▶ [WHAT IS ASKED] Quote exactly, and only, the lines from the one containing "the player's leg" through the end of the material below. Skip pictures.

Records from a collection:
════════

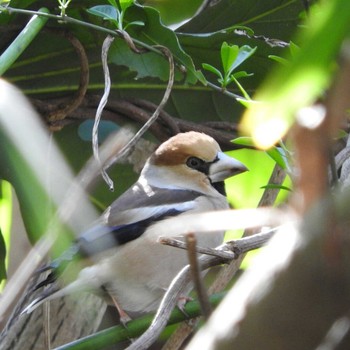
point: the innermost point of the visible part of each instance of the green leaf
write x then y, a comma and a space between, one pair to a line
151, 64
212, 69
229, 54
135, 23
279, 59
113, 3
302, 81
124, 4
244, 53
107, 12
2, 258
274, 186
242, 74
277, 154
244, 141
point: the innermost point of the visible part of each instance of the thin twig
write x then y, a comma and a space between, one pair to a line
78, 98
127, 148
202, 250
226, 274
178, 285
203, 298
104, 57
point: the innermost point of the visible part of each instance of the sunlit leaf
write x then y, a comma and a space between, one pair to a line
107, 12
279, 187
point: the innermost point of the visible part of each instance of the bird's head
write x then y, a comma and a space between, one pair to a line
192, 161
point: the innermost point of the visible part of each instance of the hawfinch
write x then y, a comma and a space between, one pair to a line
184, 175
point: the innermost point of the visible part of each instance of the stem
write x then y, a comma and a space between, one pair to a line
25, 37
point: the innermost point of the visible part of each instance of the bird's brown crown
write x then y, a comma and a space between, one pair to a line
180, 147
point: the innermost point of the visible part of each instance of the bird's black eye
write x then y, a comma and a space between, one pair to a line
195, 163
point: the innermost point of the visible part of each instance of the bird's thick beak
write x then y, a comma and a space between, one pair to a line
225, 167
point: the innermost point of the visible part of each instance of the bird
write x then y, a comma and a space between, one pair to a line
125, 262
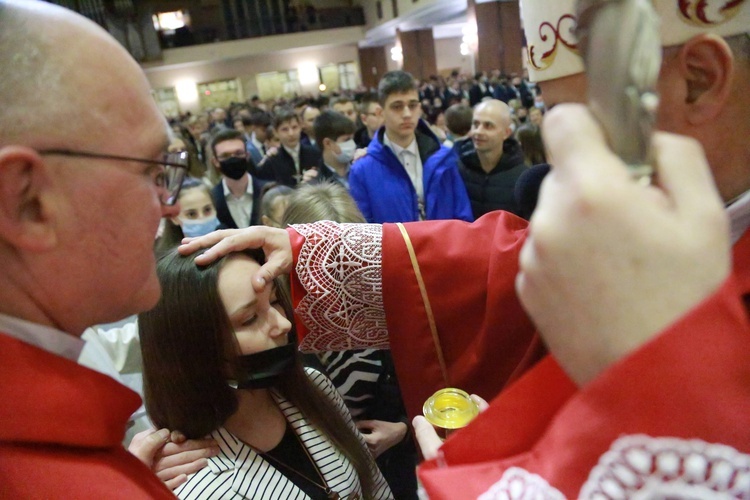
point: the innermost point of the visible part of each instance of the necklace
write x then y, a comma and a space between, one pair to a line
323, 485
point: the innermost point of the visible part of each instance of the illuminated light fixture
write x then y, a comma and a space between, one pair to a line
470, 39
169, 21
307, 73
187, 91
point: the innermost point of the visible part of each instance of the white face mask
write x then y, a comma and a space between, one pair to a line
347, 151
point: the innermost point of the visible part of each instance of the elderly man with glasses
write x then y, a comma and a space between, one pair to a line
79, 209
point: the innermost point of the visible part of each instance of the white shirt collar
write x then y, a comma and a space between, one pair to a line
739, 216
44, 337
411, 148
293, 151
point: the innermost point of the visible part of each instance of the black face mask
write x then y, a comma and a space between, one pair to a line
234, 168
262, 369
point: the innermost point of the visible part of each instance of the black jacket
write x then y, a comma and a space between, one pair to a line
280, 167
493, 190
222, 209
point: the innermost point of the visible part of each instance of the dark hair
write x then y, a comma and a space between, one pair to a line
367, 99
259, 118
331, 125
189, 348
270, 196
226, 135
458, 119
395, 82
283, 116
340, 100
530, 138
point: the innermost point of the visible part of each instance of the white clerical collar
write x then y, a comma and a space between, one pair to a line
739, 216
41, 336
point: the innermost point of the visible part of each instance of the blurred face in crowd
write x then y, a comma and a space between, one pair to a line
289, 133
230, 148
308, 117
490, 126
272, 140
373, 117
346, 109
401, 114
195, 204
219, 115
535, 116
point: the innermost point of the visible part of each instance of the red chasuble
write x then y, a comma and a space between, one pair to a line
672, 418
61, 430
442, 297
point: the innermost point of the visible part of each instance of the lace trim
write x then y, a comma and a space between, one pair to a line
669, 468
520, 484
339, 267
640, 466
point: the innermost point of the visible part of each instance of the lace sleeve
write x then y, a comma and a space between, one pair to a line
339, 267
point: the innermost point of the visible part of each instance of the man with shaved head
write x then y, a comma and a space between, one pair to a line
640, 292
80, 205
491, 159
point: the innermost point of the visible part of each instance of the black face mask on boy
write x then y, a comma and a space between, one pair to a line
234, 167
262, 369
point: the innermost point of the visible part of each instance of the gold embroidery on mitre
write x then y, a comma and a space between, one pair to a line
703, 13
563, 36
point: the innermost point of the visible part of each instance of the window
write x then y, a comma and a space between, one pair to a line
278, 84
219, 93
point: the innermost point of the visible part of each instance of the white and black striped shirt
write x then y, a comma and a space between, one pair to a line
239, 472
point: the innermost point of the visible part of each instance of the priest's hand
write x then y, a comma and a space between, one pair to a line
181, 457
610, 263
274, 242
427, 438
380, 435
171, 456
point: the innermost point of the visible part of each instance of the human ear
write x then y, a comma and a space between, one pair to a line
706, 64
26, 200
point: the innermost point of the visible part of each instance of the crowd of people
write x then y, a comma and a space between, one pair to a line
281, 139
375, 248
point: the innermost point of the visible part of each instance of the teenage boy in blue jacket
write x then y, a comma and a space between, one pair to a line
407, 175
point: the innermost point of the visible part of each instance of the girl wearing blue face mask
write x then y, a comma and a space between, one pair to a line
197, 211
197, 216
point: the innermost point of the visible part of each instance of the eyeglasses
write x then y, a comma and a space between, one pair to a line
236, 154
168, 178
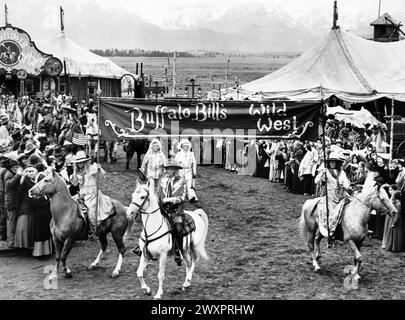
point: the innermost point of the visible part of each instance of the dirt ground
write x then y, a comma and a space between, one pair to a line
254, 248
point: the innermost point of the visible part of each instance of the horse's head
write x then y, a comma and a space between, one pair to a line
381, 202
139, 199
47, 186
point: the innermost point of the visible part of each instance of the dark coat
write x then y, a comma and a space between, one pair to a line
12, 195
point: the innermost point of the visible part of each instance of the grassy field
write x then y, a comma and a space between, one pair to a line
206, 70
254, 248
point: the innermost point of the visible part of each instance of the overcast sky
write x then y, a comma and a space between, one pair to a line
153, 10
158, 11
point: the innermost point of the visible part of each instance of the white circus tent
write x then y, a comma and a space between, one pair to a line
342, 64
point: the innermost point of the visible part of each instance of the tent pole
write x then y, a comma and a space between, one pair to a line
392, 130
324, 163
98, 161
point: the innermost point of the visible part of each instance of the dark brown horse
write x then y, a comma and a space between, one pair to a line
140, 146
68, 224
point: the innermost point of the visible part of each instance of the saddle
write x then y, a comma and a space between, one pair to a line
335, 218
188, 222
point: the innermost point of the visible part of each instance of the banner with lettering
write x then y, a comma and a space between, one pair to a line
132, 118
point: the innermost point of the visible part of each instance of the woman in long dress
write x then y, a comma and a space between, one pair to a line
393, 239
187, 161
42, 215
24, 231
152, 164
85, 176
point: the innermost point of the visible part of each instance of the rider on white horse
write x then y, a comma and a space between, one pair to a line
187, 161
337, 186
172, 193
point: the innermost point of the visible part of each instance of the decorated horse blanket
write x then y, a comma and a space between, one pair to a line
335, 216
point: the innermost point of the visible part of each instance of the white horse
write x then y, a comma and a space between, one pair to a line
156, 233
354, 222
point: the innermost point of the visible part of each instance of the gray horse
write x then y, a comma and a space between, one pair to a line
68, 225
354, 222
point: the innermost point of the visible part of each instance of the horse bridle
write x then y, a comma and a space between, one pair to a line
140, 206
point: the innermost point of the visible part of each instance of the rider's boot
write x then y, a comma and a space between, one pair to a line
179, 244
137, 250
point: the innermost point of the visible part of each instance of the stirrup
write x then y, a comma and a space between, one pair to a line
137, 251
178, 258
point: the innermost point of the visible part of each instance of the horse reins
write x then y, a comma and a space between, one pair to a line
141, 211
369, 206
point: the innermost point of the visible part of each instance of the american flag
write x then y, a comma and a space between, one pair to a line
79, 139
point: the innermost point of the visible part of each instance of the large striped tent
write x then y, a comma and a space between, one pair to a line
84, 69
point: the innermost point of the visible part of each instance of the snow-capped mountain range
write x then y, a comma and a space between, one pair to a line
252, 27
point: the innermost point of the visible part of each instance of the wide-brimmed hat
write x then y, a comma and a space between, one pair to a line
334, 156
33, 161
58, 151
172, 163
9, 160
68, 108
81, 157
156, 142
185, 142
4, 118
29, 147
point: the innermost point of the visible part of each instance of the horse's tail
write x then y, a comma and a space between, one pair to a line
302, 224
200, 248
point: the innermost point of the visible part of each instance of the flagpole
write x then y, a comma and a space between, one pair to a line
98, 159
174, 75
324, 111
227, 74
6, 14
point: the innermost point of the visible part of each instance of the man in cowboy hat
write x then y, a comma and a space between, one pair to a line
172, 196
187, 161
4, 144
337, 186
4, 134
11, 194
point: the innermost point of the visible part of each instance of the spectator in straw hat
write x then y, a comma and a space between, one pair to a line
3, 216
4, 134
187, 161
26, 179
11, 194
85, 176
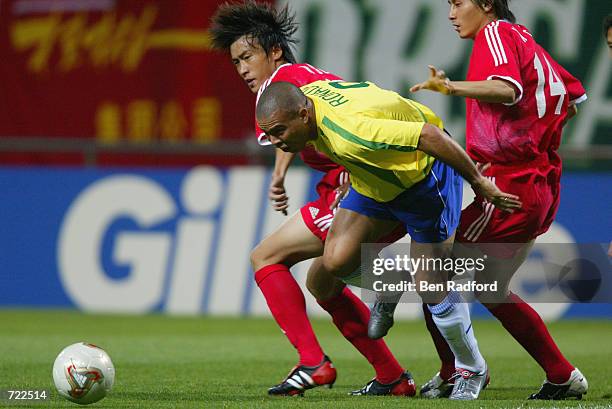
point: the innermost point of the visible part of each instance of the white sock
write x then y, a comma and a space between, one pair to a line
452, 317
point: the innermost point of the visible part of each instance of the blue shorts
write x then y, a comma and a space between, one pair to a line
430, 210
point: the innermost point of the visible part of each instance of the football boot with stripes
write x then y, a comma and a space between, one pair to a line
301, 378
381, 319
437, 387
468, 384
575, 387
404, 386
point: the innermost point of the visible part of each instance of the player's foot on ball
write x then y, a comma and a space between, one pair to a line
575, 387
437, 387
302, 378
404, 386
381, 319
468, 384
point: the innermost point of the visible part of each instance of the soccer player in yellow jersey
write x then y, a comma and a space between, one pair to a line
403, 168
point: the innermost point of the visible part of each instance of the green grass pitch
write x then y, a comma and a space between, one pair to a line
166, 362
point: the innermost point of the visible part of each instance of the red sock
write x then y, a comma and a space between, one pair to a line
351, 316
447, 358
286, 302
527, 327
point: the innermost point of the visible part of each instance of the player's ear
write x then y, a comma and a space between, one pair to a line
488, 6
304, 115
276, 53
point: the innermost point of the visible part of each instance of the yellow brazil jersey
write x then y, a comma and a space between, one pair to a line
373, 133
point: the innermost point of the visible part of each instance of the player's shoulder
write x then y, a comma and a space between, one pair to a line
503, 30
301, 74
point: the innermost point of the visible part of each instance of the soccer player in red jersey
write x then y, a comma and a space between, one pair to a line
518, 99
258, 39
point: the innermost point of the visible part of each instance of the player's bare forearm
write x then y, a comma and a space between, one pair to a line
492, 91
435, 143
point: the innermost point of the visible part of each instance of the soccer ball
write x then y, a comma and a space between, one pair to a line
83, 373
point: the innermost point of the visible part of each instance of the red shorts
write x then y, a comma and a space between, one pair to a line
538, 190
317, 214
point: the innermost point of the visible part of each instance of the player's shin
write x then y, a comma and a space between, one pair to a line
351, 317
286, 302
452, 317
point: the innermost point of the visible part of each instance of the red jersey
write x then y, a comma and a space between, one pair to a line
531, 126
299, 75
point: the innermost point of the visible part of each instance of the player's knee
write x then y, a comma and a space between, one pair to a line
323, 289
338, 264
261, 257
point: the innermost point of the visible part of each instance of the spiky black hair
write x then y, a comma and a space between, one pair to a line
500, 8
256, 21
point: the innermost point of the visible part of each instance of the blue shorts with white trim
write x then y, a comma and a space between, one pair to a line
430, 210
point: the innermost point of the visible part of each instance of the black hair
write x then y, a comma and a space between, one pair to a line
500, 8
607, 24
256, 21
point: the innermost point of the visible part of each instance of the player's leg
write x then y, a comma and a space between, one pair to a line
540, 201
431, 212
528, 329
451, 316
271, 259
351, 315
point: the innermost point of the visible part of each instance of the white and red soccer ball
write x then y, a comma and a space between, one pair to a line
83, 373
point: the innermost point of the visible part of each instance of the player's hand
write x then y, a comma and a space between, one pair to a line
341, 192
277, 194
438, 82
503, 201
482, 167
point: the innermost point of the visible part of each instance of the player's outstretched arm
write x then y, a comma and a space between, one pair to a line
435, 143
277, 194
492, 91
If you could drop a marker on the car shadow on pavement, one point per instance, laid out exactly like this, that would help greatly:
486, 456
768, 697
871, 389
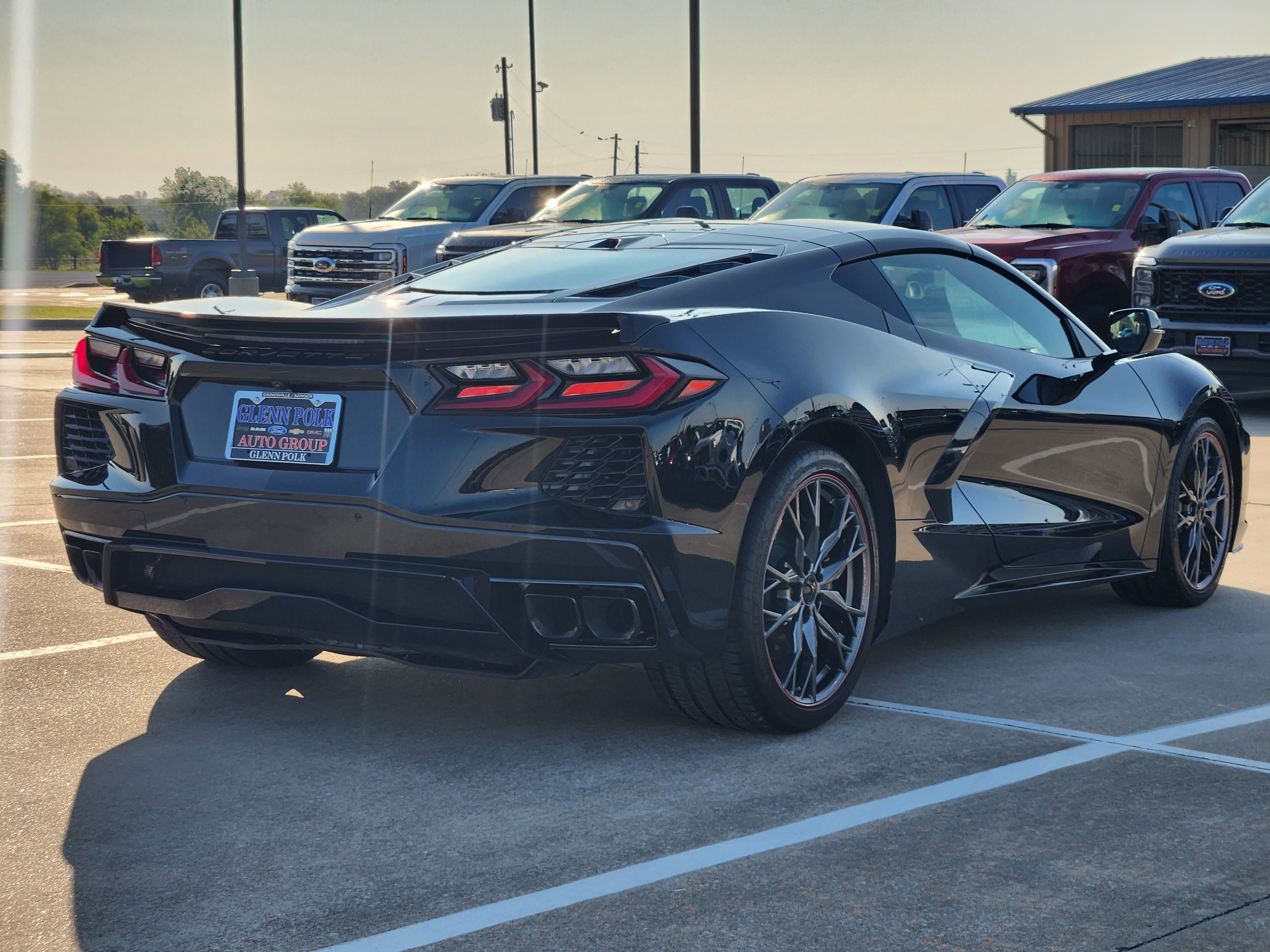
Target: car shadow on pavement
262, 803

════════

▶ [ANSWER BELOW]
point: the innermost point of the visible part of each instance of the player's leg
write x then y, a comma and a space between, one pair to a line
540, 201
431, 212
528, 329
451, 316
271, 259
351, 315
point: the innermost point of the visible part of each instance of the white and red soccer ball
write x then y, a comma and a space between, one pair to a line
83, 373
point: the innermost point of the visible part of each instance of the player's hand
write x then y, a comma and a space between, one pair to a line
341, 192
277, 194
438, 82
503, 201
482, 167
point: the innermost point of the visible part of each instance of the player's outstretched arm
write x then y, a comma and a space between, one pair to a line
435, 143
277, 194
492, 91
If you could drop a marker on the car shadow on pavement, one point per instance, laid out exactly like this, that would help greatly:
486, 456
768, 697
871, 389
Target: car shadow on pavement
262, 803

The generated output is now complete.